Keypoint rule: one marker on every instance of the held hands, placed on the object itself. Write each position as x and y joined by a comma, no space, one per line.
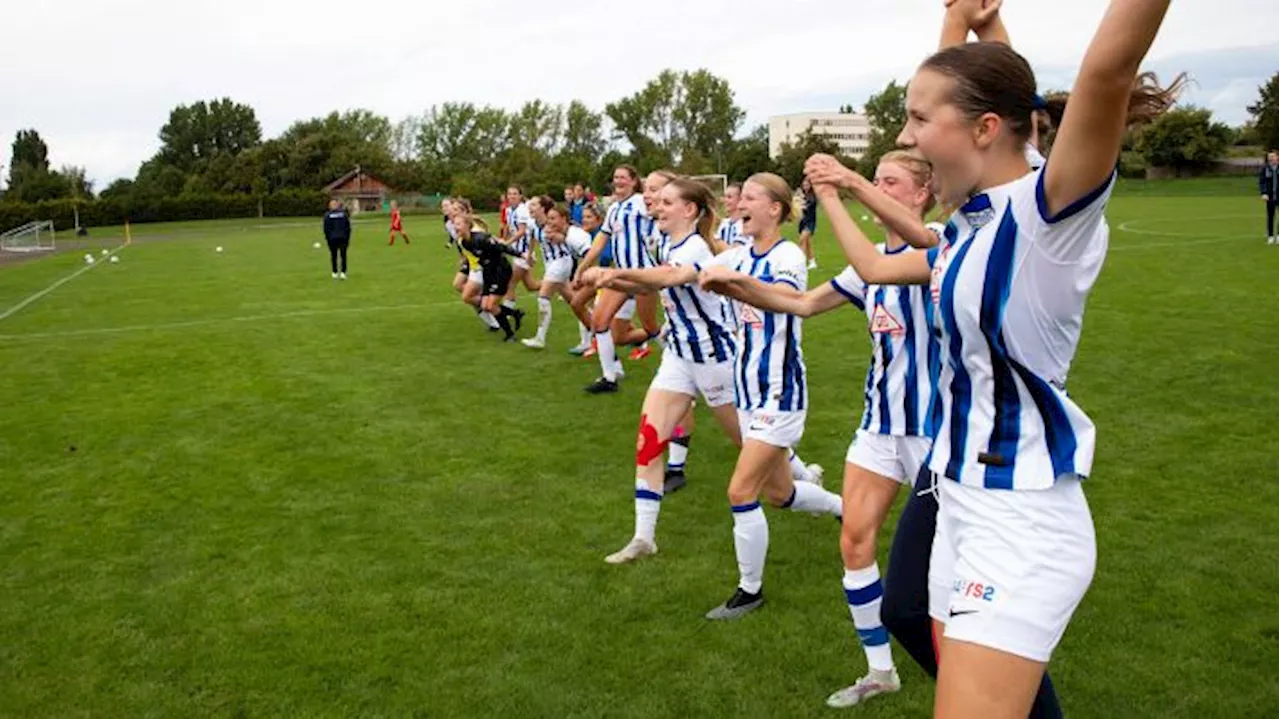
824,169
977,13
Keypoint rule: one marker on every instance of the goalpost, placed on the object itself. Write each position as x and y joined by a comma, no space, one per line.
32,237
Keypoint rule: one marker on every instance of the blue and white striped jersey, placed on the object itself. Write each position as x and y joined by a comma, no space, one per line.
698,321
520,216
905,357
769,370
629,227
1010,284
731,233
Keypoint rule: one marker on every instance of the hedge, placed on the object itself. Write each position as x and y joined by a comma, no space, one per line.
115,211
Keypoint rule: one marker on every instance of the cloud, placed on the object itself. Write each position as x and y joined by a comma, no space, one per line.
100,94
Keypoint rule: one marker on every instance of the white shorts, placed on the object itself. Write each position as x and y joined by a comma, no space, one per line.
780,429
1009,568
713,381
895,457
558,270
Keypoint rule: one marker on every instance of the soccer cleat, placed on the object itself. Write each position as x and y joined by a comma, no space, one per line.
635,549
874,683
673,481
602,385
737,605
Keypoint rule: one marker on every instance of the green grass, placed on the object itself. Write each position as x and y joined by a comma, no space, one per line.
233,486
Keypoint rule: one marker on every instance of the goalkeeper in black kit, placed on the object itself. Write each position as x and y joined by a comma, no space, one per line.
337,233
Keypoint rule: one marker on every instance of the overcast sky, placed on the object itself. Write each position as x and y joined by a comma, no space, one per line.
97,79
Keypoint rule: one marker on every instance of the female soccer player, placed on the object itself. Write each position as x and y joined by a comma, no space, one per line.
1015,549
731,227
769,383
561,243
494,266
892,440
397,225
626,228
699,348
808,221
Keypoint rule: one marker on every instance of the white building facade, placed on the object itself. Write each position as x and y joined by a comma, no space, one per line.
851,132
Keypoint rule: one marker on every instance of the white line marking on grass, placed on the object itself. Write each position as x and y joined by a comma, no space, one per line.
17,307
222,321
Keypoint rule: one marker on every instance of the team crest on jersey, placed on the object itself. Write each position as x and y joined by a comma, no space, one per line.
885,323
752,317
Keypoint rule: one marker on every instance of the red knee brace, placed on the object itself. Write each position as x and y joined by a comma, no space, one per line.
648,447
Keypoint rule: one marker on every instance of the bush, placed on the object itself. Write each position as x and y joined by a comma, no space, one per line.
137,210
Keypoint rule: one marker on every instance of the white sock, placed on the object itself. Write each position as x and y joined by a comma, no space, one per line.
750,544
864,591
813,498
606,352
799,472
544,317
677,452
648,504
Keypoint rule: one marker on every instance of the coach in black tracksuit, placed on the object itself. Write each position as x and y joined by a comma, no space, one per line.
1269,183
337,233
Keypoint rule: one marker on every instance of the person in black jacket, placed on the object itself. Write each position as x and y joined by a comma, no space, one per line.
1269,183
496,269
337,233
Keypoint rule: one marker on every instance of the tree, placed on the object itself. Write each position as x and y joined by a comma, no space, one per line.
792,155
1266,113
886,111
197,133
1184,140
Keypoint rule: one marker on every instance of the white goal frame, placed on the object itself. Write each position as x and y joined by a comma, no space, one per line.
32,237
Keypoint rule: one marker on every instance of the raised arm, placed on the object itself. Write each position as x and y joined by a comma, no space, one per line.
909,268
896,216
1088,140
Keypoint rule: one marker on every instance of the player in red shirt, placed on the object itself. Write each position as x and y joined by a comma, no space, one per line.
397,228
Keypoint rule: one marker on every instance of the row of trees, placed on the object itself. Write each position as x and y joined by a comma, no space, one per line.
686,120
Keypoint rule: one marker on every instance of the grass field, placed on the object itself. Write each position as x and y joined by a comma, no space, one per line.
231,485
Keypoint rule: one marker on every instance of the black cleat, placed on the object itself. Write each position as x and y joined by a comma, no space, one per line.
602,387
673,481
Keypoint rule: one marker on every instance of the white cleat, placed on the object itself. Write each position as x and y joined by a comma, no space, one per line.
874,683
635,549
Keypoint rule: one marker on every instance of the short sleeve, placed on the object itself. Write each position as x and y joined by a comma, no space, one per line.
790,268
851,285
1073,232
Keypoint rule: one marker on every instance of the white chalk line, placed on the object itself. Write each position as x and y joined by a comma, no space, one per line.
35,297
242,319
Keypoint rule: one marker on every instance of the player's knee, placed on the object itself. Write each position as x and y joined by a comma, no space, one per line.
649,445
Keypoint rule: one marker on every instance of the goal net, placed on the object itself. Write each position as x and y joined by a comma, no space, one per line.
32,237
717,183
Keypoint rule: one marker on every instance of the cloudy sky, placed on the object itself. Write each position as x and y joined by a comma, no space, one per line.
97,79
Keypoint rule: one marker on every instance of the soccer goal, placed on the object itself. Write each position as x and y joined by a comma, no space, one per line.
32,237
717,183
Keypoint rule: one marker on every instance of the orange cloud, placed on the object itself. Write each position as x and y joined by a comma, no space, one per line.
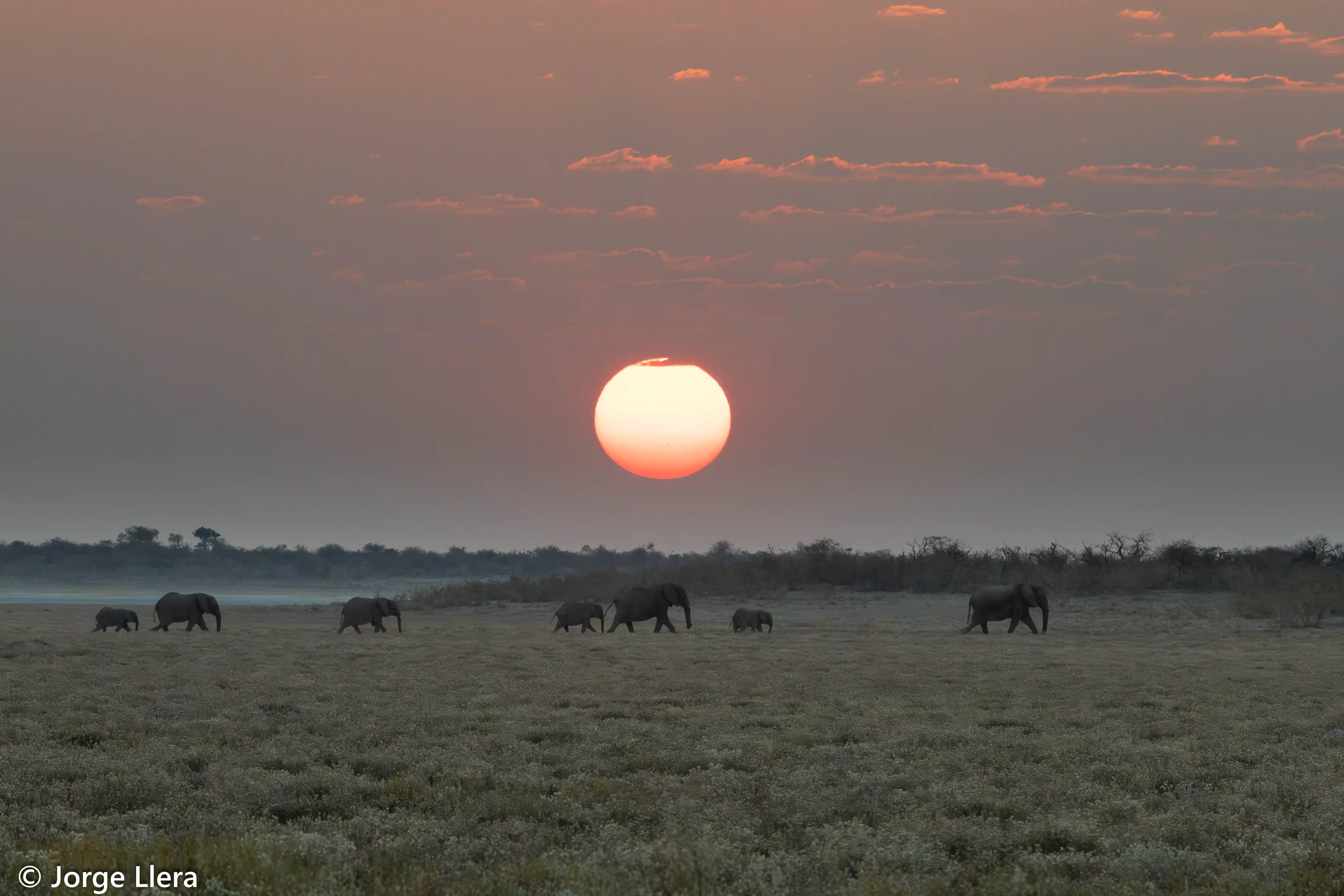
494,205
636,211
1115,259
623,160
478,275
1161,81
890,214
871,257
589,259
799,268
839,170
1277,31
905,11
428,205
173,203
1324,140
1323,178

══════════════════════════════

# [DIRECTIONS FOR THIS TASK]
Print the records above exactly as they stand, but leave out the pictures.

# [ANSWER IN FULL]
Keypoint rule: one marker on every instance of the held hands, placed on the object itself. Write each position as x and y joined by a comma, no space, one per line.
824,169
977,13
Keypoint rule: one marker on every instance of the goalpost, placed on the object itself. Write each position as x and y joined by a comma, no space, one per line.
32,237
Keypoint rule: one marker on every instance of the blue and white striped jersey, placed on the object itself. Write each position as x and y joined by a comma, no space, one per line.
698,321
520,216
905,357
769,370
629,227
1010,284
731,233
Keypoint rule: one marker on every instance of the hedge, placed on the object itself. Write each position as x and y joined by a comma, no space, one per line.
115,211
Keypoint rule: one marker on every instance of the cloud, placed on the object itself. Write each position as x and y joined by a comma, no space, one per line.
100,94
Keypoint rule: one marker on every instance of the white shorts, placed on the object itself. Write each position as x and y joined by a comma, no space, one per line.
780,429
1009,568
713,381
895,457
558,270
Keypoint rule: one marker on every instance of the soccer cleat, placed on the object itself. Write each position as x and y joined by a comma, no space, one per line.
635,549
874,683
673,481
602,385
737,605
Keypoint rule: one marker on every instance of the green grass, placed on the object itself. Write each position as x and y joined by a comma, no space, one per line.
233,486
Keypoint rule: one marker on every instance of the goalkeeper in black kit, placed on the object itself. Write each position as x and y joined by a comma, no space, one per line.
337,233
Keypoint rule: one marker on every instance of the overcast sky, placed on the object itself. Write each position as x and y joined by a comma, no space, one per line.
97,79
Keypoint rule: one marker on every instance of the female soccer player, placed on the object itself. Write each position as x and y joined by a comma, no space, one per line.
1015,549
731,227
769,383
561,243
494,266
892,440
397,225
626,228
699,348
808,221
Keypoint rule: one marker on every instance of the white building facade, placed on the object itself. Write each position as x and y joined by a comma, no space, one per line.
851,132
Keypoint rule: one marker on every instance of the white line marking on grass, placed on the object itself. Write each position as x and y joined by a comma, no space, one per line.
17,307
222,321
Keypoint rule: one marker on every instance of the team crest on jersey, placed on the object itself. Write each position as x and y joined by a comma, no space, one per line.
885,323
752,317
Keypoint rule: one marker on every instance of the red knee brace, placed on the object itself. Write each position as x and y joined by a comma, no space, one per line.
648,447
Keypoint rule: one marker on every instance of the bush, placed on the object itself. Write each position as x and y joined by a comma, no space, one per line.
137,210
Keypoint rule: one marker on every instance of the white sock, placed on the object itself. Write each position as x and y joined by a comma, no space, one per line.
750,544
864,591
813,498
606,352
799,472
544,317
677,452
648,504
Keypoint rule: one marker on every instance of the coach in black tracksuit, placed on the object itself. Write each position as x and y joined by a comma, no space, one per line.
1269,183
337,233
Keypoint rule: one marker on every instance of the person in black jacket, placed on the object itself. Write each position as x and y joined by a comma, no space, one per line.
1269,183
496,269
337,233
Keypoint rule: one marker on every instance of the tree, placed on the object itself. Write each position as x and y joined by a comma, no space, one per line.
792,155
1266,113
886,111
197,133
1184,140
Keypoint rule: one marker on every instance of the white goal frame, placed on the object itself. Write each position as x and y joined by a comma, no space, one per line.
32,237
Keypoint rule: one marker on every instance of the raised arm, placed on the object itself. Write each position as x and y joined by a comma, no space, one per line.
909,268
896,216
1088,140
Keypoint rule: one marker on every instance of the player in red shirt, placed on the object itself. Write each position as x and y joined by a comma, no space, one per line.
397,228
Keypoint rule: one marker on every instance of the row of trees, placed on the object itself. Write each position as x and y joined by a comma, no space, one per line.
686,120
Keypoint rule: one marker on every instance of the grass field, placed on the object itself. Write each position as x and y joined by a comma, no space, one per line.
231,485
Keypoint rule: one marker on every instance of the black cleat, placed on the object itself. Write each position as x and y joined by a comma, no space, one per line.
602,387
673,481
Keypoint rule: one marker on every instance of the white cleat, placed on the object itself. Write each position as x and y joined by a comma, no space, one per line.
874,683
635,549
Keypoint rule: one marker on every instance of the short sleeve, placed on the object itself. Write each position as x and y joined by a comma, no space, one per line.
790,268
851,285
1073,232
Keypoint rule: one marker on every instance of the white chalk line, placed on the object itself. Write each position as x and y joined by a comma, no space, one per line.
35,297
242,319
Keypoint rule: one marker on every instance of the player's knee, placed on the object itself. Write each position as x and y joined by a comma, no space, one per line.
649,445
Keypoint rule: one marker on every instance of the goal net, placed on the object itself. Write each position as x and y joined by a comma, no space, one per line.
32,237
717,183
Keypoint rule: one marker on every instance of the cloudy sky, placed on the object itself. Write each position as x and y joined by a comma, no space, one per line.
97,79
Keypoint rule: one marker on every instance of the soccer goal, placed on the object itself. Write each position as x and y joined by a comma, no space, one per line.
32,237
717,183
Keypoint rule: one marker on every instance of the orange cloud, placed on the object itself. Write each position as x and y joined by a comma, no space, one per line.
494,205
636,211
1115,259
623,160
478,275
1161,81
890,214
871,257
589,259
799,268
839,170
1277,31
905,11
428,205
173,203
1324,140
1323,178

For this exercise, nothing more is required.